■ Exercise instructions
From the forum thread on RTV casting tools, quote verbatim the portion beginning at the words "[*]How many inches" and ending after the words "anyone have one?".

■ Given passage
BEGIN

# RTV casting tools...looking for advice



## Mike Reilley (Jan 2, 2008)

I'm looking for recommendations regarding what I should be looking for to develop a casting capability using RTV molds. I have the mold master...so I'll need to be able to make the mold and then make the parts with the mold. I'm not interested in what materials to use...yet. I know RTV comes in a variety of "qualities". But this request is about the tools needed. 

I think I need three "tools":

a. Paint pot, in which to do the mold making or part making

b. Vacuum pump
[*]to pull air out of the RTV when making the mold from RTV and [*]When using the finished mold, to pull air out of the resin after it's poured/forced into the mold [/list] c. Presure pump to force the resin into the RTV mold

Is this correct? If so, then what are the specs I'm looking for?
[*]How many inches of vacuum dose the vacuum pump need to pull? [*]How much capacity does the vacuum pump need?...How fast does it need to pull the air out of the paint pot....10 seconds...or 10 minutes? [*]Same for the pressure pump....how much pressure does it have to put out....how fast does it need to pressurize the paint pot? [*]I've found paint pots up to 2.5 gal in size. What size is used by most modelers? Where does one find one in larger sizes...say 5 gal? [*]What gauges are needed on the paint pot to measure vacuum or pressure. What kind of valves? Where does one get the valves. [/list] I'd LOVE to see a photo or drawing on how one of these things is set up. Does anyone have one?

Lastly...some questions related to size. If I wanted to cast a 3' long passenger car side, how does one size this stuff up? What kind of paint pot would work and how much bigger do the pumps need to be.


----------



## bnsfconductor (Jan 3, 2008)

I have successfully made a few small molds with one simple tool, a paint pressure pot. When I make the mold, I cure it under pressure rather then using a vacuum pump. I went to Sears and bought a 2.5 gallon paint pot, air regulator value, and a quick disconnect for my air line, and a ball valve to open and close the air pressure to the pressure pot. Maybe a total of $100 spent on it? I don't have any pictures of my set up, but I'm sure others will. Have you read Burl Rice's article in GR? Oh most of my molds have been one sided molds, so I'm not to sure how this set up be with 2 or 3 part molds. 
Craig


----------



## Burl (Jan 2, 2008)

I have some boxcar sides I cast that are about 24" long, so 3 feet is probably possible. These are ambient castings though, not pressure castings. The trick is to make the pattern with shallow detail. And when you pour it, be quick! Any air bubbles on the back get filled with CA & sanded down smooth on the belt sander.

http://burlrice.com/_LS_60ftHiCube/index.php


















The best advice I can give you right now is: start small & work your way up. Trying a 3' casting right off the bat would probably have frustrated me to the point of giving up.

END

■ Data
BEGIN

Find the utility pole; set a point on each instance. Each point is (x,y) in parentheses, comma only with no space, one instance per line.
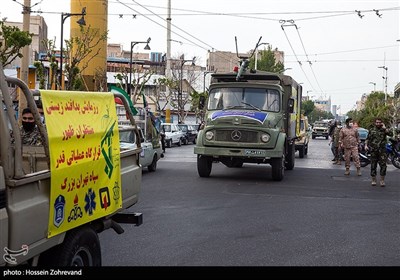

END

■ Expected output
[*]How many inches of vacuum dose the vacuum pump need to pull? [*]How much capacity does the vacuum pump need?...How fast does it need to pull the air out of the paint pot....10 seconds...or 10 minutes? [*]Same for the pressure pump....how much pressure does it have to put out....how fast does it need to pressurize the paint pot? [*]I've found paint pots up to 2.5 gal in size. What size is used by most modelers? Where does one find one in larger sizes...say 5 gal? [*]What gauges are needed on the paint pot to measure vacuum or pressure. What kind of valves? Where does one get the valves. [/list] I'd LOVE to see a photo or drawing on how one of these things is set up. Does anyone have one?